- _Task brief_
Each record below needs to be set down again exactly.

Start of Data supplied

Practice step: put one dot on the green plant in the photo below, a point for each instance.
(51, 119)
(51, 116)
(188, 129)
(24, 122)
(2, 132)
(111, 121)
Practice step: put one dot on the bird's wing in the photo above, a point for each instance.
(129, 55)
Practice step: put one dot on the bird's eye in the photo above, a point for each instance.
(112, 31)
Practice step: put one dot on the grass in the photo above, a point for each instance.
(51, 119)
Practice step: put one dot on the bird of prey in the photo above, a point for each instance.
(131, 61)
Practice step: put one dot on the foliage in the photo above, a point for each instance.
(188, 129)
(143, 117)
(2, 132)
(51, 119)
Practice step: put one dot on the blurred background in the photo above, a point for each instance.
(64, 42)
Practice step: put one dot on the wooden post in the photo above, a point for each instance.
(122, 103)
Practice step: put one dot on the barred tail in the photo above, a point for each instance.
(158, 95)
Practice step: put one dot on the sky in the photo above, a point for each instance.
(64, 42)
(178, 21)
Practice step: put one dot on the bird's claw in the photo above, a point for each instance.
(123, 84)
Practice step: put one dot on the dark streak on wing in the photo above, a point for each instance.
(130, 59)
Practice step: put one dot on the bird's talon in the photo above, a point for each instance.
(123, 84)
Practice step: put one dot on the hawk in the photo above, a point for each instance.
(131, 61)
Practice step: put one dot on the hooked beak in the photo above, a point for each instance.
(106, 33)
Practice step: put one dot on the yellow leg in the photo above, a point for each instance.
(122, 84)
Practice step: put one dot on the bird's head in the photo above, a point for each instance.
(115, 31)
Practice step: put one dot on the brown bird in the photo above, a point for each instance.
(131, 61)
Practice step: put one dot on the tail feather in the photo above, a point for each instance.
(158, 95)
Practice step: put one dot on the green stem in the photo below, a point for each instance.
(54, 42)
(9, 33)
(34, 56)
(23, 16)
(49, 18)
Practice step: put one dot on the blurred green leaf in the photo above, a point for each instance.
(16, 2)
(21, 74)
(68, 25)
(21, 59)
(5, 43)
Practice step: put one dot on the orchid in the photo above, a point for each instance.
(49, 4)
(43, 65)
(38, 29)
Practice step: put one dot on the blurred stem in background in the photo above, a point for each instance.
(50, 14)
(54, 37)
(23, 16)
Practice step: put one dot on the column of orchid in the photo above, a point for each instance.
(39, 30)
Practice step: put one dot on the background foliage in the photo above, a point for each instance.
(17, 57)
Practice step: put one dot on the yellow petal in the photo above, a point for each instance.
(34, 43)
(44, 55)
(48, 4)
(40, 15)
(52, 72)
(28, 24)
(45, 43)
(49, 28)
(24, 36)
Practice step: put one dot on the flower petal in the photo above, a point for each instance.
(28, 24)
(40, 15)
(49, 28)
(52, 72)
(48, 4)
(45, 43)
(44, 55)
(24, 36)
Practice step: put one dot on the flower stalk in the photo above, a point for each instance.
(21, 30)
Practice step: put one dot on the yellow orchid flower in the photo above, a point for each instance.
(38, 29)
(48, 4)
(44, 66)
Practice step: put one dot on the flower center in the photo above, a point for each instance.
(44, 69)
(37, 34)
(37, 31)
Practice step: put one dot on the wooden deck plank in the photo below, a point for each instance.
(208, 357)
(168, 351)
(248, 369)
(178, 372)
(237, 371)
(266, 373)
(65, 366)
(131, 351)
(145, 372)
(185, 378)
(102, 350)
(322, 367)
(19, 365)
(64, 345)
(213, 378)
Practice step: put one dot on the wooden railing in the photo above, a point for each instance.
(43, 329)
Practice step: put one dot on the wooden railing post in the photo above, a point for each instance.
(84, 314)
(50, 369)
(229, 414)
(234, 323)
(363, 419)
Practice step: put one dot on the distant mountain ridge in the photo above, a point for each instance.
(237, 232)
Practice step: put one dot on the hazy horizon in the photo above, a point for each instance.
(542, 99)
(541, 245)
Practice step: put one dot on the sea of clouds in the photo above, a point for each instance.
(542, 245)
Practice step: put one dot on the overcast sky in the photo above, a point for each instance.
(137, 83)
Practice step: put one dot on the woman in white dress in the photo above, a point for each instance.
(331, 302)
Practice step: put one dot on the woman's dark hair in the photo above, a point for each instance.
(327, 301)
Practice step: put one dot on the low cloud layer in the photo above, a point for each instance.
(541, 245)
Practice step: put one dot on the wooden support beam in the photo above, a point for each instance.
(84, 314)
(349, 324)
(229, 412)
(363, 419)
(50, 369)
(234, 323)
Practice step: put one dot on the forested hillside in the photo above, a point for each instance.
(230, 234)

End of Data supplied

- _Completed task_
Practice step: put one dot on the green plant in the photo below, a point for each instance.
(51, 119)
(51, 116)
(188, 129)
(24, 122)
(2, 132)
(111, 121)
Practice step: put one dot on the bird's wing in the photo above, a point for each instance.
(129, 55)
Practice step: put one dot on the bird's eye in the photo above, a point for each instance.
(112, 31)
Practice step: put one dot on the grass in the photo above, a point for each instance.
(51, 119)
Practice step: put one dot on the bird of prey in the photo above, a point for each instance.
(131, 61)
Practice step: put one dot on the foliage in the photo above, a point for each instance.
(188, 129)
(143, 117)
(2, 132)
(51, 119)
Practice step: put one dot on the blurred background in the photo above, a point for each instance.
(64, 42)
Practice step: put one dot on the wooden post in the photo above, a point for each instance.
(122, 103)
Practice step: put one dot on the barred tail in the photo above, a point for each instance.
(158, 95)
Practice step: put one dot on the sky in the photo above, a point for each instance.
(64, 42)
(178, 21)
Practice step: put one dot on the bird's claw in the photo above, a point for each instance.
(123, 84)
Practice step: put one dot on the dark streak on wing in the photo above, a point for each instance.
(130, 59)
Practice step: put one dot on the bird's talon in the photo above, a point for each instance.
(123, 84)
Practice step: put one dot on the hawk in the photo above, a point for each instance.
(131, 61)
Practice step: put one dot on the hooked beak in the photo above, a point for each instance.
(106, 33)
Practice step: put one dot on the yellow leg in the photo above, a point for each instance.
(122, 84)
Practice step: put one dot on the bird's head in the photo above, a point for each instance.
(115, 31)
Practice step: put one dot on the brown bird in the photo above, a point for each instance.
(131, 61)
Practice step: put one dot on the tail feather in the photo above, a point for each instance.
(158, 95)
Practice step: put one dot on the green stem in the photo below, a point for each instance.
(54, 42)
(9, 33)
(34, 56)
(23, 16)
(49, 18)
Practice step: put one dot on the blurred green leaf in the photo above, a point for each instance.
(16, 2)
(21, 74)
(68, 25)
(21, 59)
(5, 43)
Practice step: put one dot on the orchid in the photo above, a point for each instance.
(49, 4)
(43, 65)
(38, 29)
Practice step: put one dot on the blurred stem in background in the photo above, a point for each instance.
(50, 14)
(54, 37)
(23, 16)
Practice step: put one dot on the column of orchid in the photo above, a point for each instance.
(39, 30)
Practice step: put one dot on the background foliage in the photo above, a point for each instance.
(17, 57)
Practice step: put one dot on the yellow petal in the photo above, a point for each instance.
(34, 43)
(44, 55)
(48, 4)
(40, 15)
(52, 72)
(28, 24)
(45, 43)
(49, 28)
(24, 36)
Practice step: put one dot on the flower petal in the photo above, a point for each instance.
(28, 24)
(40, 15)
(49, 28)
(52, 72)
(48, 4)
(45, 43)
(44, 55)
(24, 36)
Practice step: put one dot on the flower stalk in the photo above, a point for each instance.
(21, 30)
Practice step: put one dot on the yellow orchid flower in the photo above, a point for each instance.
(38, 29)
(48, 4)
(44, 66)
Practice step: put one dot on the flower center in the photo above, a point for each instance.
(44, 69)
(37, 34)
(37, 31)
Practice step: put one dot on the wooden deck plank in the photo below, a point for each instance.
(208, 357)
(168, 351)
(248, 369)
(178, 372)
(237, 371)
(266, 373)
(65, 366)
(131, 351)
(145, 372)
(185, 378)
(102, 350)
(322, 367)
(19, 365)
(64, 345)
(213, 378)
Practice step: put one dot on the wooden railing in the photo above, a point for each instance.
(43, 329)
Practice step: put one dot on the wooden railing post in the photo above, a point for each instance.
(84, 314)
(50, 369)
(229, 414)
(234, 323)
(363, 419)
Practice step: put one dot on the distant mountain ridge in the photo above, a point for each instance.
(237, 232)
Practice step: put one dot on the hazy horizon in the photo above, a point for each instance.
(542, 99)
(541, 245)
Practice step: put one dot on the sea of clouds in the photo above, a point for each instance.
(542, 245)
Practice step: put one dot on the overcast sky in the photo above, a point for each instance.
(137, 83)
Practice step: put one dot on the woman in white dress in the photo above, a point for each instance.
(331, 302)
Practice step: put one dot on the woman's dark hair in the photo above, a point for each instance.
(327, 301)
Practice step: put one dot on the low cloud layer in the photo above, a point for each instance.
(541, 245)
Practice step: put one dot on the wooden support beam in the photo above, a point for each instance.
(84, 314)
(349, 324)
(229, 412)
(363, 419)
(50, 369)
(234, 323)
Practice step: put one dot on the forested hillside in the photo above, a point for each instance.
(230, 234)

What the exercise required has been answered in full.